Write out the listing below from the line containing "Annotation task — locate each instance of the wooden bench" to its last line, unaltered, ends included.
___ Entries supplied
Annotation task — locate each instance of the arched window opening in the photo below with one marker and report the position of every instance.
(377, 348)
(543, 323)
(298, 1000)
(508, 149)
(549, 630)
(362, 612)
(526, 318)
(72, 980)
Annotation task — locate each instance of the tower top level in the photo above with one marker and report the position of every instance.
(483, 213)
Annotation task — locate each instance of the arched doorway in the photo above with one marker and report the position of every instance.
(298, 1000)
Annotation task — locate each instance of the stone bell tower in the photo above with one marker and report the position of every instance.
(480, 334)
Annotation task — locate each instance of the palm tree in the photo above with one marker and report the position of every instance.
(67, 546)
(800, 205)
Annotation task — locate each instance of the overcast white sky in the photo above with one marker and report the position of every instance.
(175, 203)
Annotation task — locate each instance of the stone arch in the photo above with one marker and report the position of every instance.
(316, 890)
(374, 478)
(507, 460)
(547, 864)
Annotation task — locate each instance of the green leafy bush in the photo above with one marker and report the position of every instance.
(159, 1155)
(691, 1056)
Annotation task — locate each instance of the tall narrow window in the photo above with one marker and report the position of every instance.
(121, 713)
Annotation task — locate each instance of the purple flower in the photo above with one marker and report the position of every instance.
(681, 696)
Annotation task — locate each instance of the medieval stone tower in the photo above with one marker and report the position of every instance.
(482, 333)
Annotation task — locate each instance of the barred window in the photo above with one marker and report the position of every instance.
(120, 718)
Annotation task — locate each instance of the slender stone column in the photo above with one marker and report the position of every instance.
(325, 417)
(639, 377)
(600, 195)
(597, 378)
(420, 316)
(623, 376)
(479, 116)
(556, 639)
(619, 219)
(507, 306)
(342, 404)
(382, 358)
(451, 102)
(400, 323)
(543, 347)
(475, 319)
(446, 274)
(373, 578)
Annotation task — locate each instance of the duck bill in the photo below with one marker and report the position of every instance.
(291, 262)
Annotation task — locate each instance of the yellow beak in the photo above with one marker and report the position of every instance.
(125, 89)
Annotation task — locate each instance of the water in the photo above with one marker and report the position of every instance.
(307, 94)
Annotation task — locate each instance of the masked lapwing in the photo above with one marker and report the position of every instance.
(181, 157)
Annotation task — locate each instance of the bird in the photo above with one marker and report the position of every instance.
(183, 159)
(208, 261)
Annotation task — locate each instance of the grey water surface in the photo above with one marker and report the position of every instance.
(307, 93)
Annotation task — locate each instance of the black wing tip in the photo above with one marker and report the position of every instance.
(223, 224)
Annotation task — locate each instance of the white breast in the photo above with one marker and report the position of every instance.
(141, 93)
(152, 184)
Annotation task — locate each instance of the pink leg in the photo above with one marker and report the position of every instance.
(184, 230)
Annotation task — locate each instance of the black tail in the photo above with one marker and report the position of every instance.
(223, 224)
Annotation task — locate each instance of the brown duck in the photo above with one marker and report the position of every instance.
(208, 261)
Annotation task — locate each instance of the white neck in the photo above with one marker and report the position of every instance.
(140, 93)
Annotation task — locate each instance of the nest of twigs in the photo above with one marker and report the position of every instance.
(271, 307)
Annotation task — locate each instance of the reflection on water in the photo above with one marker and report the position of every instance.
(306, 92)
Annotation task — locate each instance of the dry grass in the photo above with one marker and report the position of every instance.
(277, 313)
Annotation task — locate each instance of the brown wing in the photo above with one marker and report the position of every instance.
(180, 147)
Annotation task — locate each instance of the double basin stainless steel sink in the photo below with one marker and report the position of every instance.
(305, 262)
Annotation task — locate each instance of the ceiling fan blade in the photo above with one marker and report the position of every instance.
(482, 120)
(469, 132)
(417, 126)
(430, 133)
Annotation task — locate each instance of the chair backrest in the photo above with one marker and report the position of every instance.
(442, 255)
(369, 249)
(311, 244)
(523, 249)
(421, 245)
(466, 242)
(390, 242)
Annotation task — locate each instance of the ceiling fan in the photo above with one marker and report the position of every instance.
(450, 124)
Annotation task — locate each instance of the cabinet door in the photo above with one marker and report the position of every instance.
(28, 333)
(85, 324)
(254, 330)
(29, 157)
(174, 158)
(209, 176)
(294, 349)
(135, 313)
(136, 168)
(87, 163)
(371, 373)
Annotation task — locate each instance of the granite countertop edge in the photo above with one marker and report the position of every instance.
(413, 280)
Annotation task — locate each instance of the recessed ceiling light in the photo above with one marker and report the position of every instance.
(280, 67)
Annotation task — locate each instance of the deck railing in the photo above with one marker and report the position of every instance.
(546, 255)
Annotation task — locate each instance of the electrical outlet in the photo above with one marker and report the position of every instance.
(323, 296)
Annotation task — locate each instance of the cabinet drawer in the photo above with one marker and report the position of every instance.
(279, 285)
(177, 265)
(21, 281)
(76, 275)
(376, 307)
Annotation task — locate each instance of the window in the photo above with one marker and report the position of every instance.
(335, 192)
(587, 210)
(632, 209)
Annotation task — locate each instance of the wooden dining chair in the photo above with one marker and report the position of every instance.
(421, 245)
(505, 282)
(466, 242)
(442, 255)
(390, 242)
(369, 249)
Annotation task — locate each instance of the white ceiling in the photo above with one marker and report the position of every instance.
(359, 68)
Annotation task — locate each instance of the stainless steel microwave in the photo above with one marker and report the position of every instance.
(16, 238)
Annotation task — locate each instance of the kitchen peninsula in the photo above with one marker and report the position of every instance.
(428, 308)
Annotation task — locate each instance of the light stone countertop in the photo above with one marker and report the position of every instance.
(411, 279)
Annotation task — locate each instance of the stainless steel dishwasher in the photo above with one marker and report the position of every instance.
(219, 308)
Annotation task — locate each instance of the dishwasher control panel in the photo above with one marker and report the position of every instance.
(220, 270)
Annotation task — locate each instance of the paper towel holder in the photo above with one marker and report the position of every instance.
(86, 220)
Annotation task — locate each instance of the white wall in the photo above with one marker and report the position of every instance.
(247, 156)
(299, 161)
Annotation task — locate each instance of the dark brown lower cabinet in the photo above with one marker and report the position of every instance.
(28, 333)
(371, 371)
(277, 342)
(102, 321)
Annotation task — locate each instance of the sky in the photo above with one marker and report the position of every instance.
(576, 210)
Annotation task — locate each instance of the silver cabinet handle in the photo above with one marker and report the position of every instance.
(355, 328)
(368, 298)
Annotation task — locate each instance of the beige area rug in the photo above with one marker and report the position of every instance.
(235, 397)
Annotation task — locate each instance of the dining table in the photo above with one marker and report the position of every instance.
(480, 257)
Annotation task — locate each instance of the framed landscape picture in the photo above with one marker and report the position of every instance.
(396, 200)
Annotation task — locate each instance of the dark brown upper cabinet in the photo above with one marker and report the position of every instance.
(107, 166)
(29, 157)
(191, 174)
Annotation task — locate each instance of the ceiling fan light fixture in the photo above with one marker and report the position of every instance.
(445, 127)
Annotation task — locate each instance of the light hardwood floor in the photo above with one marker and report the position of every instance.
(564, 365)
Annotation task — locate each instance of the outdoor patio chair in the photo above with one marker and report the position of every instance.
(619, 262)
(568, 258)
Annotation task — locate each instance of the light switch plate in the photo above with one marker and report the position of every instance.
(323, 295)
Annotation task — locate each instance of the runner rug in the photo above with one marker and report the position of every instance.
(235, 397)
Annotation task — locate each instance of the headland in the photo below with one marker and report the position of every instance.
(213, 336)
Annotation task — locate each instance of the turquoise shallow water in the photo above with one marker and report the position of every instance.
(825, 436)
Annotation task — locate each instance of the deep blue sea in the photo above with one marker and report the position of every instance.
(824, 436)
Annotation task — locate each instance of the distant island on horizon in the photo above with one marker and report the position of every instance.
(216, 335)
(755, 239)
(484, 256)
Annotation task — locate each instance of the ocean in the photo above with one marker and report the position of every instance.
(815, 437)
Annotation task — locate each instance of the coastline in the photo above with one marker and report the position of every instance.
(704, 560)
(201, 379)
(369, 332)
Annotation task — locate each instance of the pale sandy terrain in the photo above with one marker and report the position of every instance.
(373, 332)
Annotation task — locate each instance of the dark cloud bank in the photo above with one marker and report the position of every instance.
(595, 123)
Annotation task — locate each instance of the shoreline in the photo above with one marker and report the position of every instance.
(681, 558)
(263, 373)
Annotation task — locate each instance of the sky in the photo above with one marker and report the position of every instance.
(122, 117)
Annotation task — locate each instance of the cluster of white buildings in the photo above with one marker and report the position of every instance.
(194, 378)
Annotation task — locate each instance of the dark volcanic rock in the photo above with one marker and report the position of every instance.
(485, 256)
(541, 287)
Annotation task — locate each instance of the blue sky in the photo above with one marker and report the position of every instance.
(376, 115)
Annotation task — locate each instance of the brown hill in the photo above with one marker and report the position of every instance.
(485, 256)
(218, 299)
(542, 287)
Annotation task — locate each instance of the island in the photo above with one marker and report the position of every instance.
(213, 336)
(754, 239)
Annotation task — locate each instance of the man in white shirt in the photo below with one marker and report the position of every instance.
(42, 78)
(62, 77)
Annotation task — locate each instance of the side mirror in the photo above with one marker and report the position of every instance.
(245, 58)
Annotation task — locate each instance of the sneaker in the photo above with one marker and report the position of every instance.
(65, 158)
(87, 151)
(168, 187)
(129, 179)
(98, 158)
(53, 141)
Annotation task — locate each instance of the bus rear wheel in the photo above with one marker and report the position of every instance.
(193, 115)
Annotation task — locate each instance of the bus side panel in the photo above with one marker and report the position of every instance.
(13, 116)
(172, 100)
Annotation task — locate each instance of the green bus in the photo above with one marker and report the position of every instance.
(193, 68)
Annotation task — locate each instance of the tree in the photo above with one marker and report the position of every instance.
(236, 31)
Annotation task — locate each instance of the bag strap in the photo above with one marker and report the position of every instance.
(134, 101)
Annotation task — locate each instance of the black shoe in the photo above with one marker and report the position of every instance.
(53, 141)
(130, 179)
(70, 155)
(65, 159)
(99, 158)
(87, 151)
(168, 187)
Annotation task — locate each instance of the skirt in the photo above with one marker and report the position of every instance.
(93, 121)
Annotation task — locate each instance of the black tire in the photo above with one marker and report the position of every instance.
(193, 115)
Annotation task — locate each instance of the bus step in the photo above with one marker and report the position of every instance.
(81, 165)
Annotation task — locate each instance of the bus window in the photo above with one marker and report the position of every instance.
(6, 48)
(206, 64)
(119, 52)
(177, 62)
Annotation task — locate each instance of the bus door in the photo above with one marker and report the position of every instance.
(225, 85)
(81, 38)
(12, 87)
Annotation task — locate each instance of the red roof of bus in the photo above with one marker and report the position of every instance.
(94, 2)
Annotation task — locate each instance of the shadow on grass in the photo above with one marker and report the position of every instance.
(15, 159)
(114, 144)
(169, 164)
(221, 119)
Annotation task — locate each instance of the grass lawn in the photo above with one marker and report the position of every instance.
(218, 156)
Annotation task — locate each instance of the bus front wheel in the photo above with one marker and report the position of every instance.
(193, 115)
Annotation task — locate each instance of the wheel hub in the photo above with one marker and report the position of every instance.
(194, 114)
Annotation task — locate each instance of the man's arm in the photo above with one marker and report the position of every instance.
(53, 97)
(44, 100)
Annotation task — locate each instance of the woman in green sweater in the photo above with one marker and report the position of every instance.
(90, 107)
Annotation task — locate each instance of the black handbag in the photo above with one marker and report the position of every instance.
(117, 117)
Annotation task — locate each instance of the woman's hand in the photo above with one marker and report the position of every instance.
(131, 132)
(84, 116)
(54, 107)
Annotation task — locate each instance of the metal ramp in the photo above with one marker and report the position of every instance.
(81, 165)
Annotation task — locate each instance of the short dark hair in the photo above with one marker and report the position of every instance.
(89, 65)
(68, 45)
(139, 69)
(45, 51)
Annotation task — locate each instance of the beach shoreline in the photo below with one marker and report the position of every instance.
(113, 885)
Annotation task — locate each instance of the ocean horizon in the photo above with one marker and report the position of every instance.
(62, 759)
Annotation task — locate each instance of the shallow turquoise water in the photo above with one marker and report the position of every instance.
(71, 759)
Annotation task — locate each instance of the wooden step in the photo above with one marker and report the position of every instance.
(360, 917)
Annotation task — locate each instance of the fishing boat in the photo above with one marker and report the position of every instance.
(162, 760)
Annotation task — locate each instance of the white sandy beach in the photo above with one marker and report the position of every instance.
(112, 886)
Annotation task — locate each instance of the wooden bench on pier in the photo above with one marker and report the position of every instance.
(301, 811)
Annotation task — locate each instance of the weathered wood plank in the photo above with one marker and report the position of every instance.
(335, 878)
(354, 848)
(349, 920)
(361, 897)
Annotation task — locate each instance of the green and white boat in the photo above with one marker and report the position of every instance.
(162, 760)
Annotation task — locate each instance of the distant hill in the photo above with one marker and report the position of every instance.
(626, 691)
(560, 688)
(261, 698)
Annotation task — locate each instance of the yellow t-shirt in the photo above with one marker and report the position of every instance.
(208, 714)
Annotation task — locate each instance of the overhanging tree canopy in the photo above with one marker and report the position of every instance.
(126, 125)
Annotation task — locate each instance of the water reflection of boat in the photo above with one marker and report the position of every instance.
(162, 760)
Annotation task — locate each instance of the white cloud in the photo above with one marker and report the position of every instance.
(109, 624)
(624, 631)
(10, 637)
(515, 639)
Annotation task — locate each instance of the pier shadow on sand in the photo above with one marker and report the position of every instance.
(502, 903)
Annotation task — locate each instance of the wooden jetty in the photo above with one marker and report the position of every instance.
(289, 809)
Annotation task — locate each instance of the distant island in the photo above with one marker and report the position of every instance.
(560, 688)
______
■ **Answer in full**:
Annotation task — locate each instance of the wooden bench on pier in the photo above with one marker and report the position of every instance.
(301, 811)
Annotation task — locate each instance of the weathered wood plank in the photo above with one marker and report the position of every instance.
(335, 878)
(354, 848)
(349, 920)
(361, 897)
Annotation task — locate each instance of the green and white boat in the photo above with one marker and report the position of every instance.
(162, 760)
Annotation task — locate each instance of the distant hill in the photo above with one marker and report the position of every instance.
(626, 691)
(560, 688)
(261, 698)
Annotation task — locate each instance of the yellow t-shirt in the photo above with one marker and report the position of every instance.
(208, 714)
Annotation task — locate each instance of the overhanging tree canopy in the photo above with one marker and report the position of every instance.
(126, 125)
Annotation task — locate each instance of the water reflection of boat in the photo above with one marker and report the position of every instance.
(162, 760)
Annotation task — locate each instance of the white cloud in the photo above with one marker and report the position of every instance.
(109, 624)
(624, 631)
(10, 637)
(515, 639)
Annotation task — locate each instance of the pier shadow on sand in the photo above with one marker and report the position of every instance.
(502, 903)
Annotation task — locate each instance of the wooden jetty in the photo above with one marker and report the position of every instance.
(289, 809)
Annotation task — locate each instance of the distant island in the photo above with one marker and report the position of every instance.
(560, 688)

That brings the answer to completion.